# Überwintern im Aquarium



## Ralf (17. Okt. 2006)

Hallo alle miteinander,

auch ich möchte gern noch ein paar Fragen zum Überwintern meiner Fische stellen. Tatsache ist das ich meine Fische nicht in den 2 kleinen Kunststoffteichen lassen kann, da diese nur 75cm tief sind. Die im letzten Winter eigentlich zur Entlüftung angebrachten PVC-Rohre waren bis zum Grund zusammengefaltet! Ich habe meine Fische schon die letzten Winter in einem ca. 300L Aquarium überwintert. Mittlerweilen haben die Fische aber eine stattliche Größe erreicht. Ich habe mir deshalb noch ein 2. Aquarium in der selben Größe besorgt. In einem Aquarium sollen 3 Shubunkins (25-30 cm) sowie ca. 10 Jungfische von diesem Sommer (max 3-4cm) überwintern. Im 2. Aquarium sollen 5 Goldfische  (20-25cm) und auch etwa 10 Jungfische Ihr Winterquartier finden. Nun meine eigentlichen Fragen. Wie oft muß das Wasser in einer Stunde umgewälzt werden um die Wasserqualität zu erhalten?Zur Befüllung wurde Teichwasser umgepumpt. Welche Filtergröße ist für das Volumen notwendig? Ist eine Zusätzliche Belüftung notwendig?

> _AUSZÜGE AUS DATENSÄTZEN_:
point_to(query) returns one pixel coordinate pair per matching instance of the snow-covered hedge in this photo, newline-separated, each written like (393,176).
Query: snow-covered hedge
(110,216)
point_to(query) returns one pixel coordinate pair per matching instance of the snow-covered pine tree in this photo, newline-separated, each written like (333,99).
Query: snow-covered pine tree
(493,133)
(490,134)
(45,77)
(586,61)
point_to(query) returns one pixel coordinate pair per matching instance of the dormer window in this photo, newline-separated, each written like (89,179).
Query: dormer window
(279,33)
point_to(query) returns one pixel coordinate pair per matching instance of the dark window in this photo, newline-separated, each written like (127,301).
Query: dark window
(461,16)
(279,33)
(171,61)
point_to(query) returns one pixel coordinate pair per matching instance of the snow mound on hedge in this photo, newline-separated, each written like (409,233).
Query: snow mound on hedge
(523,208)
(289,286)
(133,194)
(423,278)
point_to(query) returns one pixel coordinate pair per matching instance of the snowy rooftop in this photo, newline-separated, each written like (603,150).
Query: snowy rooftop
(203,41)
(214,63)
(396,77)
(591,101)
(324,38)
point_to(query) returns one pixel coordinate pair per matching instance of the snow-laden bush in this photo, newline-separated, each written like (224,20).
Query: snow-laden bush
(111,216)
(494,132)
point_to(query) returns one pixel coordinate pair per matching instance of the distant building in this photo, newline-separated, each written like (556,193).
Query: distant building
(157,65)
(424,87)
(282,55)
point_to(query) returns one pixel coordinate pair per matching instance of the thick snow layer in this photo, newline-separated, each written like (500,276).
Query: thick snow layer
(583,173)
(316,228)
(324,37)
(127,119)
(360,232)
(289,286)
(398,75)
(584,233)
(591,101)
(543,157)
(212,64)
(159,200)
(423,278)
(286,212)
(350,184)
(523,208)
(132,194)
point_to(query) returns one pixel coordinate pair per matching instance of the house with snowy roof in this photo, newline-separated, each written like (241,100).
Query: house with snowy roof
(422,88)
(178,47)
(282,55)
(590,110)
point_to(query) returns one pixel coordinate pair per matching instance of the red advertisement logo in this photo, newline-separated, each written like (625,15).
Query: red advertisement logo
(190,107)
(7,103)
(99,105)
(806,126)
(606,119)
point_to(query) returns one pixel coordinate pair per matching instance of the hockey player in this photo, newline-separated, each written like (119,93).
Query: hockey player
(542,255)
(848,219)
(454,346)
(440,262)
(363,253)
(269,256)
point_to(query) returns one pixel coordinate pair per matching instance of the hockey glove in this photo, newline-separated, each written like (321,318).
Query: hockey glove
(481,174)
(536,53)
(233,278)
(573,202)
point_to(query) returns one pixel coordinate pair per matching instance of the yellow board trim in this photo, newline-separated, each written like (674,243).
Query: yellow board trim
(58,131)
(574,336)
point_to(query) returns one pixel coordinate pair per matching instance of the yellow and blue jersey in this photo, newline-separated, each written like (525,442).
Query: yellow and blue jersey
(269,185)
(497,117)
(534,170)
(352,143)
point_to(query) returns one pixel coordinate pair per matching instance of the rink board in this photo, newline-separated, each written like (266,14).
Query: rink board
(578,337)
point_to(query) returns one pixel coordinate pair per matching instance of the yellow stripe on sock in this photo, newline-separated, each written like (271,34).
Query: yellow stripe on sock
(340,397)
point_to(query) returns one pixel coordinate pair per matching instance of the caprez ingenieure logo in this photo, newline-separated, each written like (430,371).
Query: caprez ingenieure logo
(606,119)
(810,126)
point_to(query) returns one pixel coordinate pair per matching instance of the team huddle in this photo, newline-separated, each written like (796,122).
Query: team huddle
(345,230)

> _SCHRIFTLICHE AUFGABE A_: Übersetze den Satz „Ich habe mir deshalb noch ein 2. Aquarium in der selben Größe besorgt.“ aus dem Forumsbeitrag über das Überwintern von Fischen ins Englische.
> _SCHRIFTLICHE AUFGABE B_: Entnimm den Datensätzen den Abschnitt von der Zeile, die „written like (674,243).“ enthält, bis zum Ende der Datensätze, und gib diese Zeilen unverändert wieder, die Anfangszeile eingeschlossen.

> _LÖSUNG DER AUFGABE A_: I have therefore gotten myself a second aquarium of the same size.

> _LÖSUNG DER AUFGABE B_:
point_to(query) returns one pixel coordinate pair per matching instance of the yellow board trim in this photo, newline-separated, each written like (674,243).
Query: yellow board trim
(58,131)
(574,336)
point_to(query) returns one pixel coordinate pair per matching instance of the yellow and blue jersey in this photo, newline-separated, each written like (525,442).
Query: yellow and blue jersey
(269,185)
(497,117)
(534,170)
(352,143)
point_to(query) returns one pixel coordinate pair per matching instance of the rink board in this photo, newline-separated, each written like (266,14).
Query: rink board
(578,337)
point_to(query) returns one pixel coordinate pair per matching instance of the yellow stripe on sock in this photo, newline-separated, each written like (271,34).
Query: yellow stripe on sock
(340,397)
point_to(query) returns one pixel coordinate pair per matching instance of the caprez ingenieure logo in this photo, newline-separated, each written like (430,371).
Query: caprez ingenieure logo
(606,119)
(810,126)
point_to(query) returns one pixel coordinate pair per matching instance of the team huddle in this photo, newline-separated, each written like (796,122).
Query: team huddle
(345,230)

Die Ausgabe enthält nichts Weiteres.